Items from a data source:
----------------------------------------

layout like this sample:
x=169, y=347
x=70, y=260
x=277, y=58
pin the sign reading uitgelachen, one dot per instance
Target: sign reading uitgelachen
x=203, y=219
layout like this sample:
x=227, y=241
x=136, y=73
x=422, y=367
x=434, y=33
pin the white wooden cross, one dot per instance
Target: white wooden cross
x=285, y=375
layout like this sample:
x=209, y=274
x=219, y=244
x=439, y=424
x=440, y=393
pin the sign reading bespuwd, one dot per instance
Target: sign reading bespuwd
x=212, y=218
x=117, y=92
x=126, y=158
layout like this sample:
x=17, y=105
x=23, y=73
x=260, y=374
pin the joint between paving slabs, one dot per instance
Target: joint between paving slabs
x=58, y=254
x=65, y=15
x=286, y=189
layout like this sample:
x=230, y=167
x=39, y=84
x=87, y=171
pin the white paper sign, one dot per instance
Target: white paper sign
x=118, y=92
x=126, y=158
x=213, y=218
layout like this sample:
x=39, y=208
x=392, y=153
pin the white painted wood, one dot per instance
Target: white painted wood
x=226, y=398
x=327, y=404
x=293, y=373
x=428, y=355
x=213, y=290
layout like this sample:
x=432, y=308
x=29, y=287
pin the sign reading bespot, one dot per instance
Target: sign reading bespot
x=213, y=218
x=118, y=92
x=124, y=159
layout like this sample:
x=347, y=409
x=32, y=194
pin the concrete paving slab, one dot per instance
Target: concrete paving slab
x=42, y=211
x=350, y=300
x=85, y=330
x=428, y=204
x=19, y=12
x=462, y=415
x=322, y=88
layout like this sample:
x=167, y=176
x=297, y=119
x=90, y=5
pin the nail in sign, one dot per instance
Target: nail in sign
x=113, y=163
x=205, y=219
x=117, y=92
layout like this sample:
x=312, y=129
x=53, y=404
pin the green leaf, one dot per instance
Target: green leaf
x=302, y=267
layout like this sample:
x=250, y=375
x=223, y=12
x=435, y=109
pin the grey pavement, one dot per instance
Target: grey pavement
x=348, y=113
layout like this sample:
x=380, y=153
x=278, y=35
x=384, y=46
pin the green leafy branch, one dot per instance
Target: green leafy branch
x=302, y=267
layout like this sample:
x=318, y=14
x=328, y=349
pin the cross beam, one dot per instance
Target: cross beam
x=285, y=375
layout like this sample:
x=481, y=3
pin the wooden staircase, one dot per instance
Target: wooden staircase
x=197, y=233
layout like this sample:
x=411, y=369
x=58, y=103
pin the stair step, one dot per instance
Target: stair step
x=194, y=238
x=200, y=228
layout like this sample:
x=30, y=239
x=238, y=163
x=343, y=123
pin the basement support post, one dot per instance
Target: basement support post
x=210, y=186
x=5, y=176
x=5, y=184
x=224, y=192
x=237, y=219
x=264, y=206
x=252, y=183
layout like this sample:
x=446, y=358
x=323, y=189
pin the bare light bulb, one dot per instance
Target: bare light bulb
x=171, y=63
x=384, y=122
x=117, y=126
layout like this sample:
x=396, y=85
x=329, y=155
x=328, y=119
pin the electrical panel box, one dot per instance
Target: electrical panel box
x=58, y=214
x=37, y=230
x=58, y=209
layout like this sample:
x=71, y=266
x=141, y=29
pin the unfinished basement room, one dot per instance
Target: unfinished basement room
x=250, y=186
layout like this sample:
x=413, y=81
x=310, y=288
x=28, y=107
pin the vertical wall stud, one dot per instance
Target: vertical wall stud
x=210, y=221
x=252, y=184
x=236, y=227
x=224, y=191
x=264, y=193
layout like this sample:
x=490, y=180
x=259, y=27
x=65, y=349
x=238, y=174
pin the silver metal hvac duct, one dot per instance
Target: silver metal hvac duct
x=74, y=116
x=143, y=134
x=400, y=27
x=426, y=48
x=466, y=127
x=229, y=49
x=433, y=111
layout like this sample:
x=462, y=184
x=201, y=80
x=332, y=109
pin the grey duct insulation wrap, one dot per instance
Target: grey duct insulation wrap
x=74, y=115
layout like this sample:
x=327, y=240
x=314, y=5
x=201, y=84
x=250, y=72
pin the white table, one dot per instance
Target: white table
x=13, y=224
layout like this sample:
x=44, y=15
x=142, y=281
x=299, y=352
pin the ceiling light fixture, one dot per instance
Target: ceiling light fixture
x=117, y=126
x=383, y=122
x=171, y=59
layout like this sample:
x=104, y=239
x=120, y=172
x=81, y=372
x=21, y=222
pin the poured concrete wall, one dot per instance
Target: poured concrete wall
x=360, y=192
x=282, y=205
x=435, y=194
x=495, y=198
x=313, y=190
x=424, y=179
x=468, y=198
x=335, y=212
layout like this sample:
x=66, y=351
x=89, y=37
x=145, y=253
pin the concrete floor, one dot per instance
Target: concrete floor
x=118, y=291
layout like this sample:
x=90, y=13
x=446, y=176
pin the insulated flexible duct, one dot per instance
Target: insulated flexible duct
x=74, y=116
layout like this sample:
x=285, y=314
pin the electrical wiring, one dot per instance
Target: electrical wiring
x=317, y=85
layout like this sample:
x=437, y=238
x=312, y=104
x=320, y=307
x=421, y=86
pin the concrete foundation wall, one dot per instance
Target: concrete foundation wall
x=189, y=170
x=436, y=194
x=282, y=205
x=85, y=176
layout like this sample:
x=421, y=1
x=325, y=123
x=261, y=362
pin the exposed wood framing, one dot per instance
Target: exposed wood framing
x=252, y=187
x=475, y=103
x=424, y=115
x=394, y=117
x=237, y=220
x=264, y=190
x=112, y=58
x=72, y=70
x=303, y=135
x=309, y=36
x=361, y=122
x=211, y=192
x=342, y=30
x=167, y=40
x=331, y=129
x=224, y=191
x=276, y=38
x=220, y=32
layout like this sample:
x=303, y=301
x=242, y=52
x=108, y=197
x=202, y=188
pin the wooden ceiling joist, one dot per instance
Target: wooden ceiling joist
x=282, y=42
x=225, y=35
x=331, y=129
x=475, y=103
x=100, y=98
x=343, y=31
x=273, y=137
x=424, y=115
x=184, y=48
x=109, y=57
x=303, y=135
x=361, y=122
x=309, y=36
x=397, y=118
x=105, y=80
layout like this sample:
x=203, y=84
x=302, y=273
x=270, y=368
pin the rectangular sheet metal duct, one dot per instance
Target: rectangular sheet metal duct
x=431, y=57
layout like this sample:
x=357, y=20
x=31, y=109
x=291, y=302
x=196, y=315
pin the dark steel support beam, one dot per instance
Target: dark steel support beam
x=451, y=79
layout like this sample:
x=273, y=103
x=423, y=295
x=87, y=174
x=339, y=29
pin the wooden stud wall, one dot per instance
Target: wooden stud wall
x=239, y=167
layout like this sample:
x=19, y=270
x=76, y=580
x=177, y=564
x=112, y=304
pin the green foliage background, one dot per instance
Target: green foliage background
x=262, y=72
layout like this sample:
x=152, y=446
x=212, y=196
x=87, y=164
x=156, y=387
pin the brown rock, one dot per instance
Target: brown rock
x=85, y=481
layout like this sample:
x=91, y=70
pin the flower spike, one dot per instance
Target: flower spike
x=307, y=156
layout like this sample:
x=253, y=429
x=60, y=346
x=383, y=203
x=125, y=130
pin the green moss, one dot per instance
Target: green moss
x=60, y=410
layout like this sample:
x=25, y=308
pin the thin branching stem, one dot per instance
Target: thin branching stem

----------------------------------------

In how many lines of the records does the word "stem" occur? Reply with the number only.

2